> MATERIAL FOR THIS TASK
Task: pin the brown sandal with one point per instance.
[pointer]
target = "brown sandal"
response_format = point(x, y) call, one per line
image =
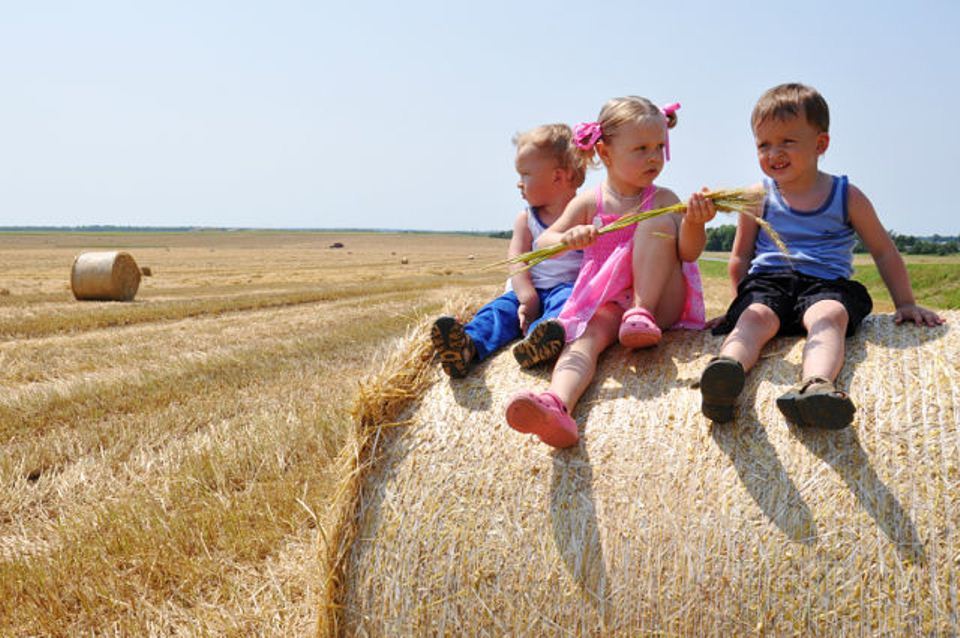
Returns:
point(453, 345)
point(816, 403)
point(720, 385)
point(543, 344)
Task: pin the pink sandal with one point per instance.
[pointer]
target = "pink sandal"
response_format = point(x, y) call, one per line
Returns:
point(638, 329)
point(545, 415)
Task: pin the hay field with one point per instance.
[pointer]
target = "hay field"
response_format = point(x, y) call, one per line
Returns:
point(165, 463)
point(658, 523)
point(168, 463)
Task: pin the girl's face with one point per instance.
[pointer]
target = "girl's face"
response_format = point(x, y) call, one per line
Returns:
point(539, 175)
point(634, 156)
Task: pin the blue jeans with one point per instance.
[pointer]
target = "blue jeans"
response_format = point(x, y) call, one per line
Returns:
point(497, 324)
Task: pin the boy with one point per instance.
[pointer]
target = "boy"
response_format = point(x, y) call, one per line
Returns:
point(818, 217)
point(550, 171)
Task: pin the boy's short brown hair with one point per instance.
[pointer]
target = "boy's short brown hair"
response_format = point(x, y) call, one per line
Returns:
point(792, 100)
point(556, 140)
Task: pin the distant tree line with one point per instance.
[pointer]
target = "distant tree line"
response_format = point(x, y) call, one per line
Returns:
point(720, 238)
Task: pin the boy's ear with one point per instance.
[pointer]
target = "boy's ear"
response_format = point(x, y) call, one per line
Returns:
point(823, 142)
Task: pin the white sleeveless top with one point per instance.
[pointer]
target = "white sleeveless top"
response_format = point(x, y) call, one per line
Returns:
point(561, 269)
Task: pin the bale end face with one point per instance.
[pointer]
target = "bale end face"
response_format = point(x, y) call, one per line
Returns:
point(105, 276)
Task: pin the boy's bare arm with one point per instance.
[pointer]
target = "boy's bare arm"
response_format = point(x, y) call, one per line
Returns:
point(577, 213)
point(744, 246)
point(522, 242)
point(889, 262)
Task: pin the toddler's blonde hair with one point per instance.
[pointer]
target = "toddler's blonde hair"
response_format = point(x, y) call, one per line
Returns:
point(556, 140)
point(785, 101)
point(622, 110)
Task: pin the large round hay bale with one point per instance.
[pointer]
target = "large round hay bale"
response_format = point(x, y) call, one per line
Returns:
point(659, 523)
point(105, 276)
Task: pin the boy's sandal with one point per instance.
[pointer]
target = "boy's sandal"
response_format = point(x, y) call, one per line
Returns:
point(720, 384)
point(638, 329)
point(545, 415)
point(816, 403)
point(543, 343)
point(453, 345)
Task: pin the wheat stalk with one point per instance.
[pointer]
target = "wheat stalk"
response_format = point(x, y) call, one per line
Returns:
point(743, 201)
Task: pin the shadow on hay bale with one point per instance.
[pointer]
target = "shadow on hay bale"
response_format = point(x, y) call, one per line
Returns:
point(659, 522)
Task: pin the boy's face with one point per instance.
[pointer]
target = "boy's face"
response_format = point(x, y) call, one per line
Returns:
point(789, 149)
point(540, 177)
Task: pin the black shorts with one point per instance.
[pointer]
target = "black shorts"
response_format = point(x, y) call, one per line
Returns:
point(790, 294)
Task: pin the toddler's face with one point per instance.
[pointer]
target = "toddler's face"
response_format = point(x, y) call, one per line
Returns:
point(789, 149)
point(634, 156)
point(538, 175)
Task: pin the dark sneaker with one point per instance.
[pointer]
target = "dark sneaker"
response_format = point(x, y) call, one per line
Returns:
point(543, 343)
point(816, 403)
point(453, 345)
point(720, 385)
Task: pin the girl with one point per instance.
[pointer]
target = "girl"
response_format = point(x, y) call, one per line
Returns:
point(633, 282)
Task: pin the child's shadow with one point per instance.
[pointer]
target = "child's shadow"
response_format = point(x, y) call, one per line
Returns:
point(471, 392)
point(843, 452)
point(906, 335)
point(573, 517)
point(745, 442)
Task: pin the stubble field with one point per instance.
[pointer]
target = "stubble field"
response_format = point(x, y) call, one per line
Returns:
point(167, 464)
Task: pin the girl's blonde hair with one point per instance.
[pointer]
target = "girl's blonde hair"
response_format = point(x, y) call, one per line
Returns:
point(619, 111)
point(556, 140)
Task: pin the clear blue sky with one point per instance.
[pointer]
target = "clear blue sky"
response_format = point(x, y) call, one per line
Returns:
point(400, 115)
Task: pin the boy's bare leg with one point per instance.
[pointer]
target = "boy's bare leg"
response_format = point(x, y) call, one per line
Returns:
point(826, 324)
point(757, 325)
point(577, 364)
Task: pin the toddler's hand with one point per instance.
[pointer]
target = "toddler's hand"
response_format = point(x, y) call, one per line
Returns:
point(527, 313)
point(700, 209)
point(716, 321)
point(580, 236)
point(918, 315)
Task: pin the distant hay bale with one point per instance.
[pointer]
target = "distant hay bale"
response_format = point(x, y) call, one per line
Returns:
point(105, 276)
point(659, 523)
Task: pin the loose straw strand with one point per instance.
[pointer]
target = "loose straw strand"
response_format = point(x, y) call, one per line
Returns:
point(743, 201)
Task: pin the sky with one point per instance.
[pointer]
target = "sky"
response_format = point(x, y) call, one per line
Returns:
point(398, 115)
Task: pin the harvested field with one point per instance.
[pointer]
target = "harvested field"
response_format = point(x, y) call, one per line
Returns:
point(169, 463)
point(166, 462)
point(659, 523)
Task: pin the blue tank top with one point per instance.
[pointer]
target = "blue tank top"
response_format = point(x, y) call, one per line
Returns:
point(820, 242)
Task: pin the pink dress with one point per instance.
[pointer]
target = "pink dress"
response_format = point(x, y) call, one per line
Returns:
point(606, 275)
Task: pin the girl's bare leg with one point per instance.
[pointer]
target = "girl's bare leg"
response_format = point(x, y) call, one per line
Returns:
point(658, 283)
point(578, 362)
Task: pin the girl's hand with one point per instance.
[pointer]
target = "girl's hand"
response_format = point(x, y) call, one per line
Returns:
point(918, 315)
point(579, 236)
point(700, 209)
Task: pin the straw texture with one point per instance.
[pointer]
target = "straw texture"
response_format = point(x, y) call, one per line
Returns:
point(105, 276)
point(659, 523)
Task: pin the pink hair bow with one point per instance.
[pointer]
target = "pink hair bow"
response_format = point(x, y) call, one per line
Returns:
point(667, 111)
point(586, 134)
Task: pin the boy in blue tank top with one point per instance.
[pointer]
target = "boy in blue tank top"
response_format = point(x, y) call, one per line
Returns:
point(550, 170)
point(818, 216)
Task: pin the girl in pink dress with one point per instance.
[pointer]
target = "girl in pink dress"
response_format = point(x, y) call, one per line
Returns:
point(633, 283)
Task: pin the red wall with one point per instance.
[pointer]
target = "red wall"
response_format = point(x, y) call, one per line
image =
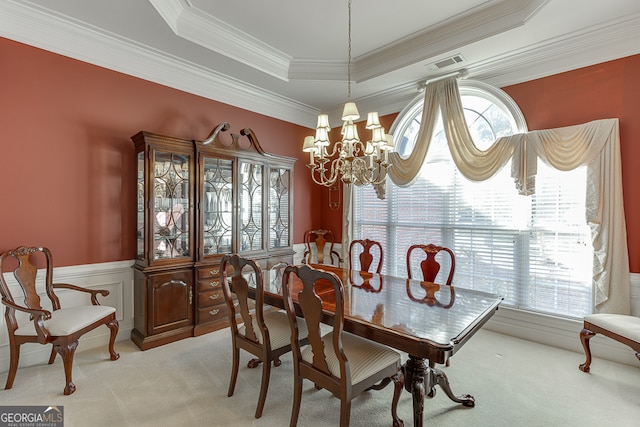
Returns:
point(606, 90)
point(67, 159)
point(68, 163)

> WHAT IS ASKED
Reproduce all of the material above word for word, but omit the pictures from your reply.

> TASK OUTPUT
Task: pin the brown sandal with one point per instance.
[pointer]
target = "brown sandal"
response_format = point(x, y) call, one per line
image =
Returns:
point(453, 345)
point(816, 403)
point(720, 385)
point(543, 344)
Task: pin the pink sandal with one point per instance.
[pointer]
target = "pink sandal"
response_format = point(x, y) call, one per line
Returns:
point(638, 329)
point(545, 415)
Task: pin the hay field with one point per instance.
[pointer]
target = "hay field"
response_format = point(x, y) call, one per line
Returns:
point(165, 463)
point(658, 523)
point(168, 463)
Task: pin the girl's face with one point per instance.
[pointer]
target = "girl's face"
response_format = point(x, y) call, one per line
Returns:
point(539, 175)
point(634, 156)
Task: pin the blue jeans with one point per instance.
[pointer]
target = "blue jeans"
response_format = point(x, y) call, one per line
Returns:
point(497, 324)
Task: pin the boy with one point per instance.
[pointer]
target = "boy"
response_format = point(x, y) call, one per line
Returns:
point(818, 217)
point(550, 171)
Task: pin the boy's short brown hair with one point per instance.
[pointer]
target = "boy's short brown hair"
response_format = point(x, y) call, one per line
Returns:
point(792, 100)
point(556, 140)
Task: pin the distant tree line with one point per instance.
[pointer]
target = "distant tree line"
response_format = point(x, y) call, one per line
Returns:
point(720, 238)
Task: pin the boy's ear with one point per instance.
[pointer]
target = "boy's ear"
response_format = point(x, y) call, one per line
Returns:
point(823, 142)
Task: pin the white sleeveless top with one point per instance.
[pointer]
target = "white sleeveless top"
response_format = point(x, y) call, one per line
Returns:
point(561, 269)
Task: pin the bale end face with one point per instance.
[pointer]
target = "bale end face"
response_format = point(x, y) call, one per line
Returns:
point(105, 276)
Task: pin the boy's bare arm with one point per instance.
[pointer]
target = "boy's bare arm"
response_format = point(x, y) call, one per line
Returns:
point(577, 213)
point(744, 246)
point(522, 242)
point(889, 262)
Task: pin the toddler's blonde hair with one point per instance.
[pointer]
target = "toddler's blonde hair"
response_format = point(x, y) call, one per line
Returns:
point(556, 140)
point(785, 101)
point(622, 110)
Task: pin the large round hay bale with one point per instance.
[pointer]
target = "large round hay bale"
response_format = point(x, y) call, one per line
Returns:
point(659, 523)
point(105, 276)
Task: pin the boy's sandal with one point per instance.
[pointer]
target = "boy's sandal"
response_format = point(x, y) call, one per line
Returns:
point(720, 384)
point(638, 329)
point(545, 415)
point(816, 403)
point(543, 343)
point(453, 345)
Task: pin the wheat stalk with one point per instance.
[pointer]
target = "wheat stalk"
response_format = point(x, y) call, one per line
Returns:
point(743, 201)
Task: pin the shadow on hay bale with one point per instance.
[pointer]
target = "shadow on hay bale"
response_format = point(x, y) call, one per line
Returns:
point(659, 522)
Task: pin the boy's face with one point per instance.
[pointer]
target = "boy's face"
response_format = point(x, y) call, one per line
Returns:
point(789, 149)
point(540, 177)
Task: pin the black shorts with one point per instance.
[pointer]
target = "black shorts"
response_format = point(x, y) call, one per line
Returns:
point(790, 294)
Task: pin the toddler's face with one point per instance.
[pointer]
target = "toddler's face"
response_format = point(x, y) call, one per line
Returns:
point(789, 149)
point(634, 156)
point(538, 175)
Task: pin the dark sneaker with one point per instance.
[pointer]
target = "dark sneaker"
response_format = point(x, y) call, one per line
Returns:
point(543, 343)
point(816, 403)
point(453, 345)
point(720, 385)
Task: pin the girl with one point per instance.
[pointer]
target = "girl"
response_format = point(x, y) call, one per line
Returns:
point(633, 282)
Task: pin the child's shadow with one point per instance.
[pointer]
target = "child's shadow"
response_format = point(x, y) call, one per line
Returns:
point(471, 392)
point(843, 452)
point(906, 335)
point(573, 517)
point(745, 442)
Task: pin the stubble field with one point per instance.
[pointer]
target = "stubble field"
response_format = point(x, y) call, one per line
Returns:
point(167, 464)
Task: pin the girl's blonde hair with one point per instance.
[pointer]
target = "girl's blonde hair"
response_format = point(x, y) call, one per line
Returns:
point(619, 111)
point(556, 140)
Task: pin the clear blue sky with one point per instance.
[pointer]
target = "clear blue sky"
response_format = point(x, y) call, one per line
Returns:
point(400, 115)
Task: pin the boy's bare leg with one point per instance.
[pointer]
target = "boy's bare leg"
response_format = point(x, y) call, one per line
Returns:
point(826, 324)
point(757, 325)
point(577, 364)
Task: pin the toddler's hand with one point per instance.
[pointer]
target = "toddler's hand"
response_format = point(x, y) call, one per line
Returns:
point(527, 313)
point(700, 209)
point(716, 321)
point(580, 236)
point(918, 315)
Task: pin the distant hay bale with one point per instance.
[pointer]
target = "distant hay bale"
response_format = point(x, y) call, one per line
Returns:
point(105, 276)
point(659, 523)
Task: pin the loose straw strand with one point per instance.
[pointer]
target = "loose straw strand"
response_format = point(x, y) call, one per line
Returns:
point(743, 201)
Task: pin the sky with one point per instance.
[pointer]
target = "sky"
response_format = point(x, y) call, one per line
Returns:
point(398, 115)
Task: pin the harvested field with one point per instance.
[pointer]
target = "harvested field"
response_format = point(x, y) call, one per line
Returns:
point(169, 463)
point(166, 462)
point(659, 523)
Task: pin the blue tank top with one point per instance.
[pointer]
target = "blue tank top"
response_format = point(x, y) call, one per line
Returns:
point(820, 242)
Task: pin the pink dress with one point per instance.
[pointer]
target = "pink dress"
response_format = point(x, y) call, one per line
Returns:
point(606, 275)
Task: pin the girl's bare leg with one point per instance.
[pointer]
target = "girl's bare leg"
response_format = point(x, y) call, one per line
Returns:
point(658, 283)
point(578, 362)
Task: pin the girl's hand with one point per instance.
[pointer]
target = "girl's hand"
response_format = point(x, y) call, one per line
Returns:
point(918, 315)
point(579, 236)
point(700, 209)
Task: pin the straw texture with one point per instance.
[pointer]
target = "straw texture"
response_format = point(x, y) call, one per line
Returns:
point(105, 276)
point(659, 523)
Task: pin the pink hair bow with one point per instance.
[pointer]
target = "pink hair bow"
response_format = point(x, y) call, one per line
Returns:
point(667, 111)
point(586, 134)
Task: pin the boy in blue tank top with one point per instance.
[pointer]
target = "boy in blue tank top"
response_format = point(x, y) call, one per line
Returns:
point(550, 170)
point(818, 216)
Task: pin the girl in pink dress with one point per instance.
[pointer]
target = "girl in pink dress"
response_format = point(x, y) call, one per line
Returns:
point(633, 283)
Task: pin the red wall with one point per instance.
[pointer]
target = "red wall"
response_format = point(x, y) call, one per line
image =
Returns:
point(606, 90)
point(67, 159)
point(68, 163)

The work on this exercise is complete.